(Beginning of DATA EXTRACT)

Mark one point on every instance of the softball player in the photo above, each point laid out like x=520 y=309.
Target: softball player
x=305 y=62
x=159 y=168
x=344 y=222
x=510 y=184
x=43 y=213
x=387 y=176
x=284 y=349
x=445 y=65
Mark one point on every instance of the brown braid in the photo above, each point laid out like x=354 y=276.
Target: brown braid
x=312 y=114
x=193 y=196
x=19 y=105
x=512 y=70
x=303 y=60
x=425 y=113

(End of DATA EXTRACT)
(Beginning of DATA EXTRACT)

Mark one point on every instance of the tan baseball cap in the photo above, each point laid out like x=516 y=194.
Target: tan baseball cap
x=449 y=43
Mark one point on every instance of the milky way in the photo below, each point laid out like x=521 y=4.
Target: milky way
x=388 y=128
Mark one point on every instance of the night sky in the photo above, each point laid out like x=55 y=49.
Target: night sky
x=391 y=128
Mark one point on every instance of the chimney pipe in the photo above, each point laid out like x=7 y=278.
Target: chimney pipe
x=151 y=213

(End of DATA EXTRACT)

ABOUT THIS TASK
Every line of the entries above that holds "each" should be copied out.

SOLUTION
Mark one point on every instance of the softball player in the photo above, each point laid out like x=520 y=309.
Mark one point on every instance of the brown braid in the photo above, each point laid out like x=354 y=276.
Mark one point on every instance of the tan baseball cap in the photo above, each point laid out like x=516 y=194.
Mark one point on every instance of the milky way in the photo below, each point laid out like x=521 y=4.
Mark one point on every instance of the night sky in the photo above, each point laid out like x=55 y=49.
Mark one point on every instance of the chimney pipe in the photo above, each point laid out like x=7 y=278.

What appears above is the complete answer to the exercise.